◆ **WRITTEN INSTRUCTION**
Starting at the line containing "the child's curly" and ending at the end of the listing, express that part of the listing as a two-column CSV with columns instruction and point. Put one line of text and the coordinates that follow it in each row, each in its own quoted field, with line breaks turned into spaces.

Data drawn from a collection
--- Start ---
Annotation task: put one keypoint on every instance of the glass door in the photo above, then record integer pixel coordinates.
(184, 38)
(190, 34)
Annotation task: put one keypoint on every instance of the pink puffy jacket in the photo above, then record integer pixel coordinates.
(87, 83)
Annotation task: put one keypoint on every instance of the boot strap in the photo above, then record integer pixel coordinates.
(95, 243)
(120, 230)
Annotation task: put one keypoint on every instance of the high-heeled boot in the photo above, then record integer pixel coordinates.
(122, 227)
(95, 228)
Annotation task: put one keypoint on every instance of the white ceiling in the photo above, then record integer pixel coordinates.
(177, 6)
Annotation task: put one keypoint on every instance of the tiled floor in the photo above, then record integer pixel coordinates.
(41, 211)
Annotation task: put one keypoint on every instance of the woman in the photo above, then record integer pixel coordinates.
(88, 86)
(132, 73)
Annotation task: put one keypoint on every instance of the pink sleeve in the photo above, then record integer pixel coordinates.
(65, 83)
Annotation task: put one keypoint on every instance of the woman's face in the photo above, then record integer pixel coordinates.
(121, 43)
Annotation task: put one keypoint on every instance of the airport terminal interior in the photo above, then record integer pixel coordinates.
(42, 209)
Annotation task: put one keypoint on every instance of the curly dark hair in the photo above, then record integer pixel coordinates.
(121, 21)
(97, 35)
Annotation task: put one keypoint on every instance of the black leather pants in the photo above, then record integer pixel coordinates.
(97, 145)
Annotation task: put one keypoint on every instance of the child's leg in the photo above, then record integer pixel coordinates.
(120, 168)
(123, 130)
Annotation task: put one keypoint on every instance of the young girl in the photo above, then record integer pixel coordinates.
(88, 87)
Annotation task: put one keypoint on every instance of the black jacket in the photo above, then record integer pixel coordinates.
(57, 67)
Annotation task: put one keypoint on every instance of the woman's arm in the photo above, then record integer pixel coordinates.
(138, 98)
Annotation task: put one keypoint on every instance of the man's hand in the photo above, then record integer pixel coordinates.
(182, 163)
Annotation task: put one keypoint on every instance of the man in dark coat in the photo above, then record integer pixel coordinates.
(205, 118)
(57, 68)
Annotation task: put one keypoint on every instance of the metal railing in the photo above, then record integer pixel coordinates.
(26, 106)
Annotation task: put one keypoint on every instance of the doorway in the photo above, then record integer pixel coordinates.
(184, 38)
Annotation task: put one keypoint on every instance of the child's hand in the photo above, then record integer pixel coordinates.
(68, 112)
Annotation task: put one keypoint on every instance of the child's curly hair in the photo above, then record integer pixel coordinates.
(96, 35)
--- End ---
◆ **SOLVED PROBLEM**
instruction,point
"Annotation task: put one keypoint on every instance of the child's curly hair in the photo above, then record integer pixel coordinates.","(96, 35)"